• **Aim of the task**: Only the lines from the one containing "Target: car shadow" through the last line below should be written out, exactly and with both ends kept.

Extracted records Start Marker

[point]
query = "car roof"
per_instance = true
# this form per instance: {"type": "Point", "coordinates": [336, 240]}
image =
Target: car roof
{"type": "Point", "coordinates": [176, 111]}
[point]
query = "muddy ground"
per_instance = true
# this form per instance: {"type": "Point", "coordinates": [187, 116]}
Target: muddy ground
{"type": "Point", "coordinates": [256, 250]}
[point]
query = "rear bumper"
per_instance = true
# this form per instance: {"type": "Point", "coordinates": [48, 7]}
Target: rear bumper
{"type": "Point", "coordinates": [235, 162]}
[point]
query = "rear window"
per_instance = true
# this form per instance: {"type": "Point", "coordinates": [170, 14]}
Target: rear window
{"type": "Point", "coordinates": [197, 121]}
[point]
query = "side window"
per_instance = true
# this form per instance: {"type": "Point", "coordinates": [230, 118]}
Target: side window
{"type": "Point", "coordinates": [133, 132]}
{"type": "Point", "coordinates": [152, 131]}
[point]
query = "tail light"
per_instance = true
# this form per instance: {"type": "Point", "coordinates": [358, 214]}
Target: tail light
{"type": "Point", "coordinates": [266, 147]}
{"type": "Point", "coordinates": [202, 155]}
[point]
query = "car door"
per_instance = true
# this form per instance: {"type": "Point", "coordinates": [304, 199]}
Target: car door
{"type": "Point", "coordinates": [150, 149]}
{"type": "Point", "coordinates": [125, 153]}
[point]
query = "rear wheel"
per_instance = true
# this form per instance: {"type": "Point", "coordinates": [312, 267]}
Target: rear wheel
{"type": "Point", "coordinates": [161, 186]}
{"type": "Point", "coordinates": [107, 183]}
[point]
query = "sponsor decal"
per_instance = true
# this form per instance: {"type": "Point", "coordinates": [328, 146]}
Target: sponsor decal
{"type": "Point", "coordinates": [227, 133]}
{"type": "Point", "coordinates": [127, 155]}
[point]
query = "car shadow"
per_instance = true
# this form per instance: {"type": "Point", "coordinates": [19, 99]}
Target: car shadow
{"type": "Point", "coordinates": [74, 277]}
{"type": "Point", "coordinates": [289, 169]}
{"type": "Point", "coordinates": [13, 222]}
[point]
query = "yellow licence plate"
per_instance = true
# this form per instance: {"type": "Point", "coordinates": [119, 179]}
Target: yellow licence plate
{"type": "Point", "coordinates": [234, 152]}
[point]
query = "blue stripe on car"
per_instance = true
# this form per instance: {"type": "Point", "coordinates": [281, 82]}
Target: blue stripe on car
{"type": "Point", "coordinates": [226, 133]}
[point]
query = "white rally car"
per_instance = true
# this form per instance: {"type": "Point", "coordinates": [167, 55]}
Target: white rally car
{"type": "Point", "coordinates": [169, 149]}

Extracted records End Marker

• **The answer**:
Target: car shadow
{"type": "Point", "coordinates": [74, 277]}
{"type": "Point", "coordinates": [289, 169]}
{"type": "Point", "coordinates": [13, 222]}
[point]
query = "yellow licence plate"
per_instance = true
# this form per instance: {"type": "Point", "coordinates": [119, 179]}
Target: yellow licence plate
{"type": "Point", "coordinates": [234, 152]}
[point]
query = "blue stripe on car"
per_instance = true
# this form per instance: {"type": "Point", "coordinates": [281, 82]}
Target: blue stripe on car
{"type": "Point", "coordinates": [226, 133]}
[point]
query = "white rally car"
per_instance = true
# this form per instance: {"type": "Point", "coordinates": [167, 55]}
Target: white rally car
{"type": "Point", "coordinates": [169, 149]}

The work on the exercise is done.